* STUDY TEXT:
>>>
I'm limited because I work for a contractor and have to respect confidentiality, and generally shouldn't talk about other firms. Also I don't do pics. And this thread is about highrises only. But generally, in a "greater Downtown" area of about 2,000 acres:
Transit includes (a) a light rail tunnel underway from Downtown for three miles to Capitol Hill and the University of Washington (extending our existing single LR line), and (b) a new streetcar underway from around Union Station to First Hill and Capitol Hill. Also King Street Station, used by Amtrak and commuter rail, is getting a sizeable historic restoration.
Office construction currently includes a scattering of small building on the Downtown peripheries, four that I can think of (a fifth, for Amazon, just opened). Demo is about to start for a 38(?) story, 1.1 msf tower for Amazon, the first of three similar towers, which will take their HQ past 6 msf. Developers will start another 600,000 sf or so in the next month in two lowrise (six stories or so) buildings in the South Lake Union area. South Lake Union has a handful of other proposed projects planned, often at 12 stories and 160'. A variety of other projects are planned, including sizeable towers, but they haven't announced plans for anytime soon.
Hotels are lining up and should start starting this year. The 10-month occupancy rate was 80% through October and room rates have been rising, so it's time. We also just closed 200 of our 12,000 Downtown rooms for demo for the first Amazon tower.
<<<
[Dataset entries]
>>>
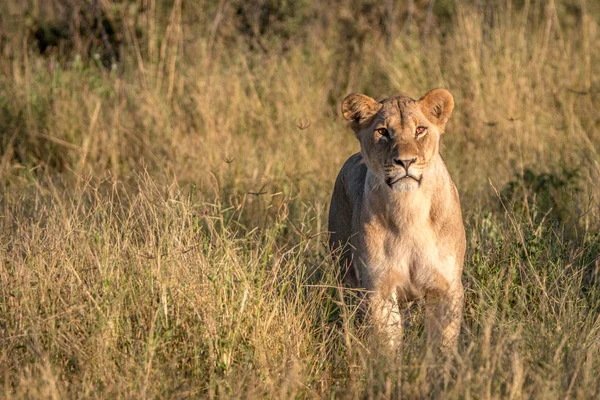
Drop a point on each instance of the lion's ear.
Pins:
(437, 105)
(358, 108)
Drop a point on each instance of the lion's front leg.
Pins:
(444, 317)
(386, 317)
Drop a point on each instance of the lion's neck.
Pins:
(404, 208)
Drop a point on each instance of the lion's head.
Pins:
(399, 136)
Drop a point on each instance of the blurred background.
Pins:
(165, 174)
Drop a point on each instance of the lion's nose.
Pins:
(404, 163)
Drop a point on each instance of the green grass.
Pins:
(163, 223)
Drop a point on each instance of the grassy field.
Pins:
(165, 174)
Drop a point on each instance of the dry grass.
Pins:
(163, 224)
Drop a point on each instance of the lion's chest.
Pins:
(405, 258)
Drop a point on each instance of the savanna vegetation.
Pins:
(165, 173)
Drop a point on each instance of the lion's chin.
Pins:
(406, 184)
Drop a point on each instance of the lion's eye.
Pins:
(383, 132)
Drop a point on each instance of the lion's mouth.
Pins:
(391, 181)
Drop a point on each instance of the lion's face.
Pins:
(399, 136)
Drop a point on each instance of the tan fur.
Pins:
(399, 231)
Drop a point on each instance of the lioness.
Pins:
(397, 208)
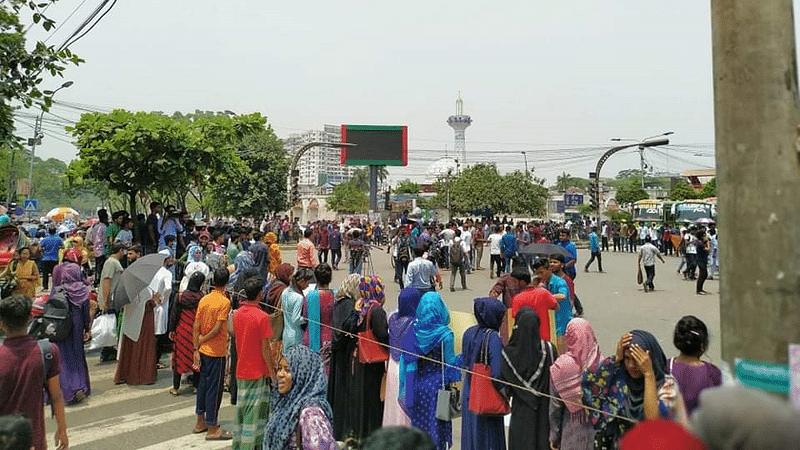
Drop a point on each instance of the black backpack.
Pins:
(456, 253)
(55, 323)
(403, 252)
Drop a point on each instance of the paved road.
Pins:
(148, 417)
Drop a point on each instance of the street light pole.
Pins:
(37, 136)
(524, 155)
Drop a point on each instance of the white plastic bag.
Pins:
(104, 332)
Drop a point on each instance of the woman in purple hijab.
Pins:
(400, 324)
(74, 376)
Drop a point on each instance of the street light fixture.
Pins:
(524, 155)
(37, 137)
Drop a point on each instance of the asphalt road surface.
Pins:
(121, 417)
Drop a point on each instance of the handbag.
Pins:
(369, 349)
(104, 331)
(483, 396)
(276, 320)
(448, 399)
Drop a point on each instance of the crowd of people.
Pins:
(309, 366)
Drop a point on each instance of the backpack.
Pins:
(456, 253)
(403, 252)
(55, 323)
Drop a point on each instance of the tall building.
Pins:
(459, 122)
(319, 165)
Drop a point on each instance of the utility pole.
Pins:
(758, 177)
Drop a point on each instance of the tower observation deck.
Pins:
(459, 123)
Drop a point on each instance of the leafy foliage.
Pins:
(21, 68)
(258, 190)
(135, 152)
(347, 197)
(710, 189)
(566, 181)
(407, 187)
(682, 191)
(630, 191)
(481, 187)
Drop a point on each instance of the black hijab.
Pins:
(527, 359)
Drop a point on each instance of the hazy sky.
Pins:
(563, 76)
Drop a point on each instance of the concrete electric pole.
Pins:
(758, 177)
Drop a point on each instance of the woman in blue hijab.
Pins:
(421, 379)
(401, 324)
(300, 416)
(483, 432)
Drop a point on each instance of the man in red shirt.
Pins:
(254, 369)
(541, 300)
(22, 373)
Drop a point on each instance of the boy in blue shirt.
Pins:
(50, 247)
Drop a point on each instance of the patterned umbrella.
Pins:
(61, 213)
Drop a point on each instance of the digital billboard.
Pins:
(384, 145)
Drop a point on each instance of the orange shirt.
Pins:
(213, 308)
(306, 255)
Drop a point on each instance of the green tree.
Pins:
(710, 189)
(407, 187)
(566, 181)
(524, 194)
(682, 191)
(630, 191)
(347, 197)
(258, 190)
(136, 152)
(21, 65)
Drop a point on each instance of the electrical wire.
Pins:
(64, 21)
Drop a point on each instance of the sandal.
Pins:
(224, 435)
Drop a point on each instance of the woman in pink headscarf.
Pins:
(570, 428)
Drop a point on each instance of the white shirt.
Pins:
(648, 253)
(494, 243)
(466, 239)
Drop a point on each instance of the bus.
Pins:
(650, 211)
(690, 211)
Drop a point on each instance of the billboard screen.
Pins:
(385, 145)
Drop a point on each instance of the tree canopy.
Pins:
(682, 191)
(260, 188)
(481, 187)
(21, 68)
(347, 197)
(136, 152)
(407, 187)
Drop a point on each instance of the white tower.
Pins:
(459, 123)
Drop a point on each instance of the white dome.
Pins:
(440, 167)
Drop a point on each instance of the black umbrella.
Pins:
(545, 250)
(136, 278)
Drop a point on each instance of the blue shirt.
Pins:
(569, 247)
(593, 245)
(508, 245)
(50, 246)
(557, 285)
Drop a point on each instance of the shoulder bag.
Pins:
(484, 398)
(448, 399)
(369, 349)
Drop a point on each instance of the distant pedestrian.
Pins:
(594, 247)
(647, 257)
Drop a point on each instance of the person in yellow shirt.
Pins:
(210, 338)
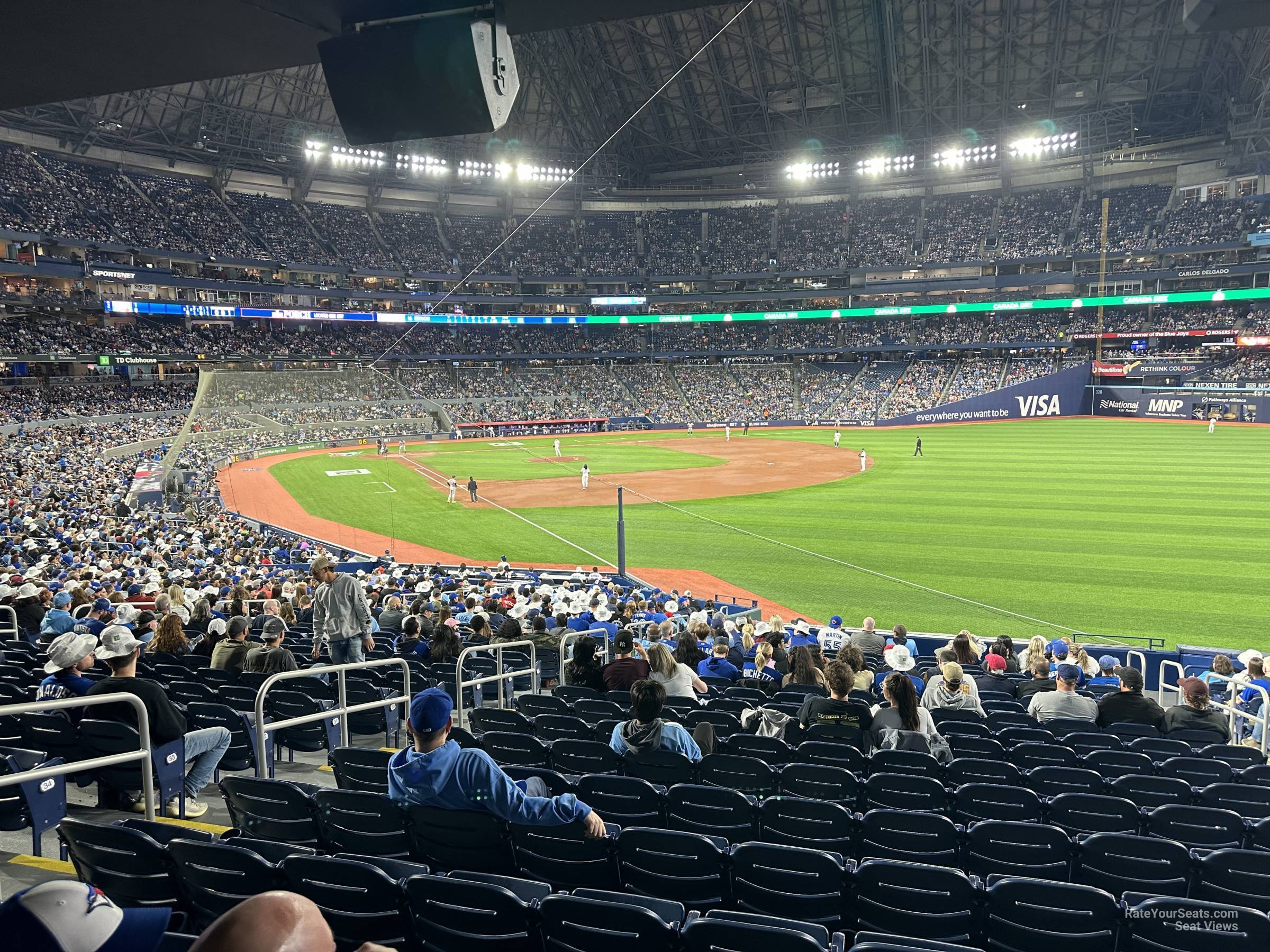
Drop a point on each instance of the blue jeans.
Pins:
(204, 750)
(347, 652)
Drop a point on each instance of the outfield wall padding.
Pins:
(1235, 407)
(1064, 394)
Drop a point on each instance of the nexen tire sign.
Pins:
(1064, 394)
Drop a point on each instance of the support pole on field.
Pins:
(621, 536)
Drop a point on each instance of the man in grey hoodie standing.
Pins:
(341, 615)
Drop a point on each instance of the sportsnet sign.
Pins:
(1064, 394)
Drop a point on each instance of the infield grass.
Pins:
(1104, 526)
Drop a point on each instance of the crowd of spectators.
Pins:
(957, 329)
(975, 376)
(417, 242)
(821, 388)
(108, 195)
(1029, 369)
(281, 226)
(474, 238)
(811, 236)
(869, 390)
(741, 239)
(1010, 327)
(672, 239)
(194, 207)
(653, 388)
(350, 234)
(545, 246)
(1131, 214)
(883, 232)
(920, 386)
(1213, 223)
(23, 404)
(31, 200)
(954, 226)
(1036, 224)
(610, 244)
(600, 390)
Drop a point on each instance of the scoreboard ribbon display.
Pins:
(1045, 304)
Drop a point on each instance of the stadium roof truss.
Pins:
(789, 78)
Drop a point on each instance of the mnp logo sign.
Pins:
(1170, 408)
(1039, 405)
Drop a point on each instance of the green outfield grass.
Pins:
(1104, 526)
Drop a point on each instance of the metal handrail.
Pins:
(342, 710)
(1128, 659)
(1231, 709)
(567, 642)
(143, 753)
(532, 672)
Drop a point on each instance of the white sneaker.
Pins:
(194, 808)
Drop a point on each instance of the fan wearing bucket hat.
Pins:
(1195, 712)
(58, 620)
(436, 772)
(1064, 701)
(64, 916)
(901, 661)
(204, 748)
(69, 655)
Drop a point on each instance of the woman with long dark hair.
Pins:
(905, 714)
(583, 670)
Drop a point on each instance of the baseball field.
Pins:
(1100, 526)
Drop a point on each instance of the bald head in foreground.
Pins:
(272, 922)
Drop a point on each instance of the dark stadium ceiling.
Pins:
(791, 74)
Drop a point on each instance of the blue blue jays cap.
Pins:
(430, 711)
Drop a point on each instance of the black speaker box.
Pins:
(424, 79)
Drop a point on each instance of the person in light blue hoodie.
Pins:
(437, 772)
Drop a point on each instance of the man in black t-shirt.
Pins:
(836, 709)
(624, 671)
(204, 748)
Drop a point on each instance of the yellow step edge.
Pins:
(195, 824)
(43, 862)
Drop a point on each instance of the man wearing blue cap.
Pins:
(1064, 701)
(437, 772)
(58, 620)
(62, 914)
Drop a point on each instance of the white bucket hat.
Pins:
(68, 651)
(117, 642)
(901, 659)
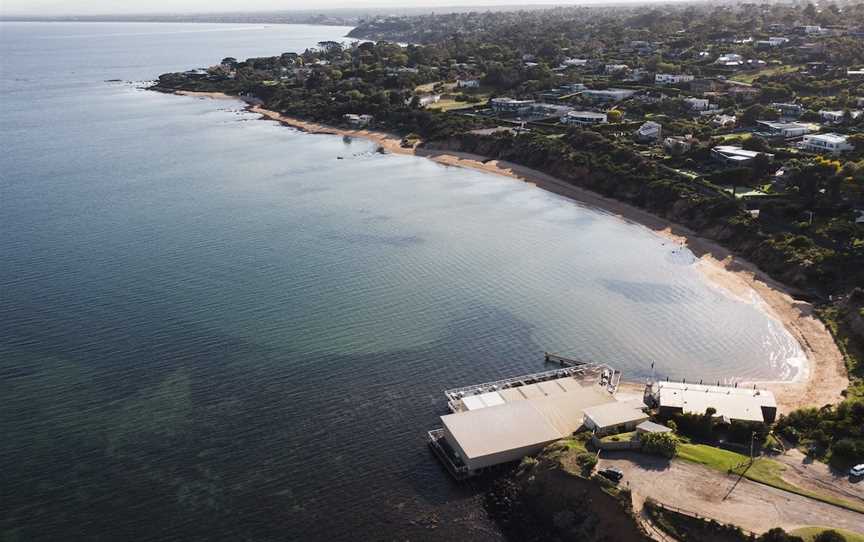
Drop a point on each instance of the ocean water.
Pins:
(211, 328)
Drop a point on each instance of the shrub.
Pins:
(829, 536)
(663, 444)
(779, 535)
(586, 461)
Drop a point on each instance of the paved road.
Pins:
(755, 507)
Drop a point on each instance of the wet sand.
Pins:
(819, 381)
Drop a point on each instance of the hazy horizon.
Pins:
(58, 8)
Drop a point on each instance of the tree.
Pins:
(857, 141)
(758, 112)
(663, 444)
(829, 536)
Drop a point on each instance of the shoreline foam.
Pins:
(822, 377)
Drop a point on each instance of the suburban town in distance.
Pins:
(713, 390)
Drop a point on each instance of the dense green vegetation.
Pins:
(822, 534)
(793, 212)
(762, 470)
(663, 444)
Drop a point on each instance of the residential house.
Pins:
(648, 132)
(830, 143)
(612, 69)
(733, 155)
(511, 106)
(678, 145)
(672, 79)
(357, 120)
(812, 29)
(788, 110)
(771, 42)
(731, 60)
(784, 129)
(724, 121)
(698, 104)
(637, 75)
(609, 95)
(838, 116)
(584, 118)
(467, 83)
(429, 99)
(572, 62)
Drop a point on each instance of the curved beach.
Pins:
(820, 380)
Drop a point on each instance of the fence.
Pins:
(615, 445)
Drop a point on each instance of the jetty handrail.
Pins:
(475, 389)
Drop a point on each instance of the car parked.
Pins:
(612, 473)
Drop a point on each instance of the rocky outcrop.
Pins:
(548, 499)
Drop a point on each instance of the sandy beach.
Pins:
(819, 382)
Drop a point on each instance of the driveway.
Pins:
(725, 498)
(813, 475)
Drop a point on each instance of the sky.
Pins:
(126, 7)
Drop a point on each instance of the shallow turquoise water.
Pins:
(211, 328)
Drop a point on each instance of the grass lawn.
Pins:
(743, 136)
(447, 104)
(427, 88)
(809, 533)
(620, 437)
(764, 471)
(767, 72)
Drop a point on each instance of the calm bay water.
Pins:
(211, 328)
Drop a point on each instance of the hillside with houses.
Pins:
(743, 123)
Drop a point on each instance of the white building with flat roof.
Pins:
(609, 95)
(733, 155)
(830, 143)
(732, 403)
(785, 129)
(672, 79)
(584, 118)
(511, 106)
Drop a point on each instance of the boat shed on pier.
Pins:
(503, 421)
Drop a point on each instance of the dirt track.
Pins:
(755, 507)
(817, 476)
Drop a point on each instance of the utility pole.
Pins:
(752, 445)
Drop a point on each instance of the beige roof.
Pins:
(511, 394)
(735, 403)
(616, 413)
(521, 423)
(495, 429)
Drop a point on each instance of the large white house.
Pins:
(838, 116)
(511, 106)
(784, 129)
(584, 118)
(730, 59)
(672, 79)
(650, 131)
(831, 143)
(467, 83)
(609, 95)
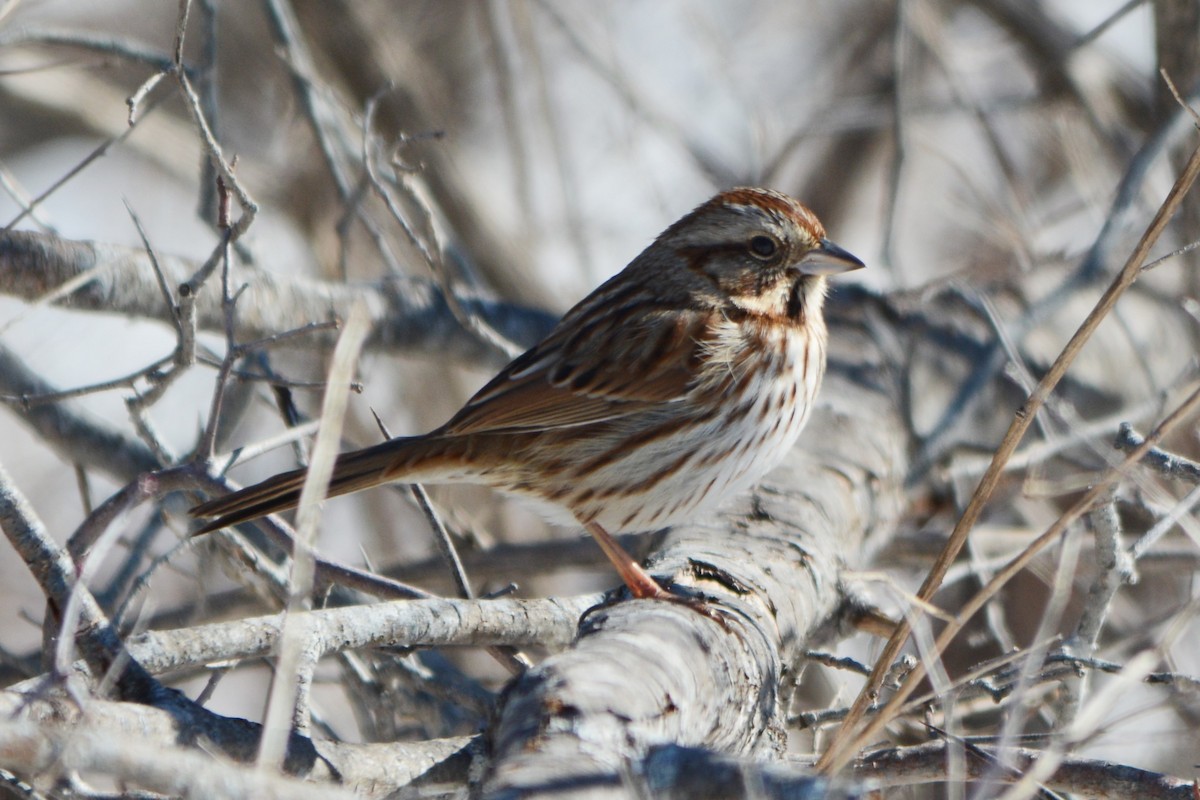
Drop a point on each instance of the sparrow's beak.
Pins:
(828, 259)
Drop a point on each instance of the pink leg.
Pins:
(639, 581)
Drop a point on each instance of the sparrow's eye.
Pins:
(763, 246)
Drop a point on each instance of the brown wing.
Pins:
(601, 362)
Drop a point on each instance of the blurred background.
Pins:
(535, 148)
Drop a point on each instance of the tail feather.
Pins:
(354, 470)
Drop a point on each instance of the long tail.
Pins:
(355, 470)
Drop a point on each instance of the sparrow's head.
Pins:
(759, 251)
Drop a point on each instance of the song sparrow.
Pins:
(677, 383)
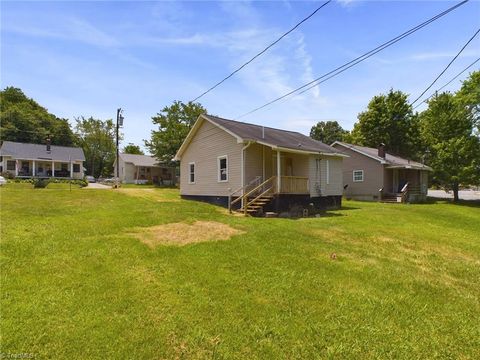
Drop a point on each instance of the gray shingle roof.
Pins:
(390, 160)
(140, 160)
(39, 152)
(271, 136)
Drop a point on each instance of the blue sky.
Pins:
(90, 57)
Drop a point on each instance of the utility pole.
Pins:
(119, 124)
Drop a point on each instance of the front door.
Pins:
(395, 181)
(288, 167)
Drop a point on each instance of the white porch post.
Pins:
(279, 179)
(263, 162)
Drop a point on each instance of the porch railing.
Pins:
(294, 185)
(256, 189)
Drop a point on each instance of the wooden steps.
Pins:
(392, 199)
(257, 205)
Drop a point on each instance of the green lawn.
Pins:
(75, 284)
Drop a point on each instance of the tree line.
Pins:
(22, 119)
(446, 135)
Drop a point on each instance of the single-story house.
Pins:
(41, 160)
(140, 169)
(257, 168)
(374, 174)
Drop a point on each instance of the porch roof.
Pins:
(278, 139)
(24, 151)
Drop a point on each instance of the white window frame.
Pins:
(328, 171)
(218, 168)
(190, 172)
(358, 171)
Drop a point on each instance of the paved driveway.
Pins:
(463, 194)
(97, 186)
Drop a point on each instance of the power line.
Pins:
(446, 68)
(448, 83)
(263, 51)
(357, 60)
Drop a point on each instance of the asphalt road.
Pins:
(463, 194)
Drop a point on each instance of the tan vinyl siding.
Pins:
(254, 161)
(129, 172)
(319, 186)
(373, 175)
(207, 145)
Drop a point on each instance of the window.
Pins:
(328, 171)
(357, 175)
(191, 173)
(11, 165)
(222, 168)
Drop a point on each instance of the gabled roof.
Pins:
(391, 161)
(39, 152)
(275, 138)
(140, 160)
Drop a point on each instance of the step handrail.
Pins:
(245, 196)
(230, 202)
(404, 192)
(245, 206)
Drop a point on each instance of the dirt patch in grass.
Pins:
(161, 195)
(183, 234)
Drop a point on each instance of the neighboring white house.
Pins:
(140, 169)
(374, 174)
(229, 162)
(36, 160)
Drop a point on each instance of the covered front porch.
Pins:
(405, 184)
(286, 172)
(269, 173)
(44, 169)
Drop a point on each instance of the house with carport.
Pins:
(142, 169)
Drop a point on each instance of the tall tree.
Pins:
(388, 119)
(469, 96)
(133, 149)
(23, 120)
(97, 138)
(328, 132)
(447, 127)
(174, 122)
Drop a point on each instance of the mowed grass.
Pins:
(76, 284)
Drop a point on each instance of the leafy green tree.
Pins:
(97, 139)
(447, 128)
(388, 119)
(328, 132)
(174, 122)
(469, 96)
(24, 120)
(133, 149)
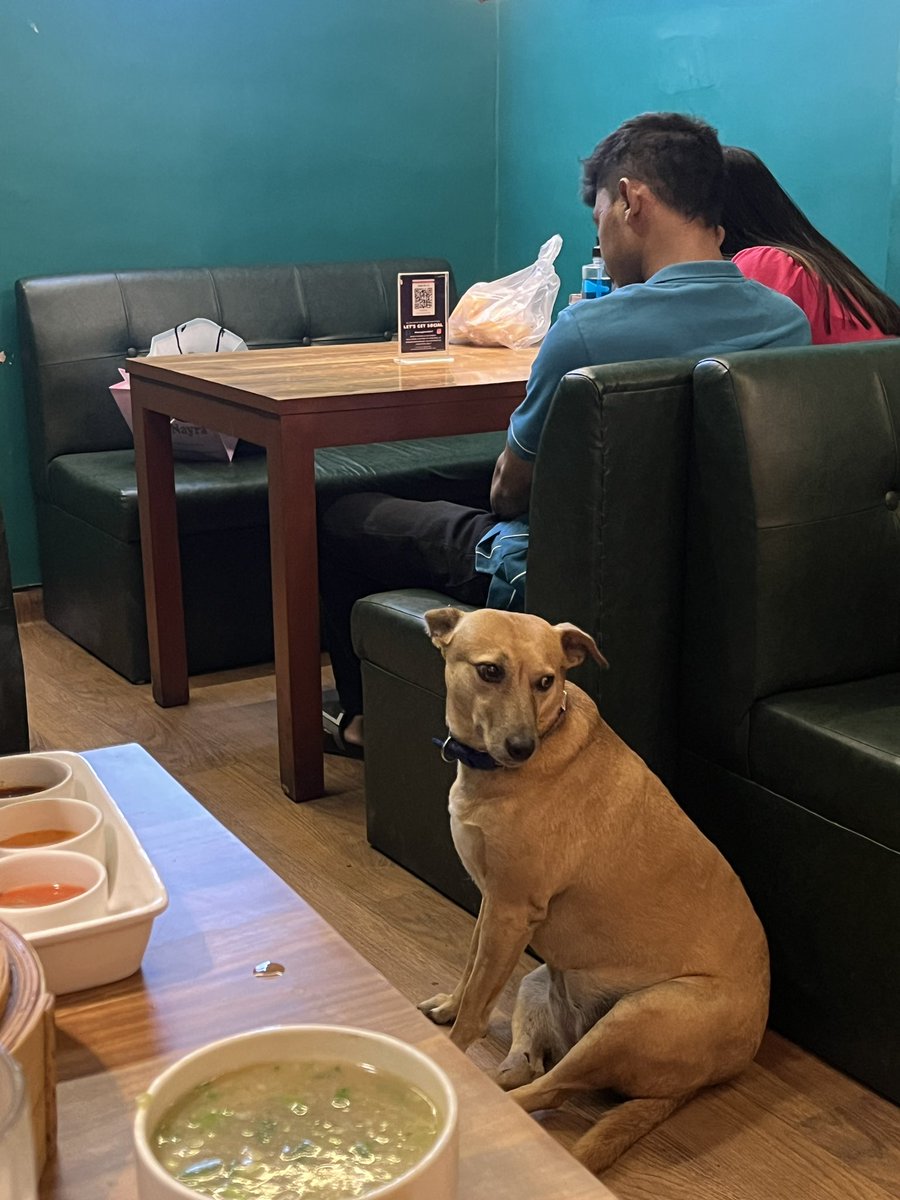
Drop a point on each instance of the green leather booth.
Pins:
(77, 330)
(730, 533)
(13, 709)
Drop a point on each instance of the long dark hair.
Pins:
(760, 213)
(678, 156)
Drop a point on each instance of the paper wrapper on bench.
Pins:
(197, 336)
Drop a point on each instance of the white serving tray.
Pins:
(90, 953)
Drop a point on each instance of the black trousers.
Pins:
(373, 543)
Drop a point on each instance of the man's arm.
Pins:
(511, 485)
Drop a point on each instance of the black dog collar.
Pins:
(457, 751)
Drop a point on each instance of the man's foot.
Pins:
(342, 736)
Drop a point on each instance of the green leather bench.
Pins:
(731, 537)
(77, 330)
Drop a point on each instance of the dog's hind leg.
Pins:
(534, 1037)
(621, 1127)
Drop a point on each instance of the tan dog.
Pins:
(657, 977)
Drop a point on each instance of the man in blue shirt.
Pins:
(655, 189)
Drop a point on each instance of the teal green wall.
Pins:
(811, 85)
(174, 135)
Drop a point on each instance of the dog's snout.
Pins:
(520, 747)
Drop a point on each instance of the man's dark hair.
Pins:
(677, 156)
<<<
According to the post on Downtown construction, what was the 10-month hotel occupancy rate through October? The records have no role here.

80%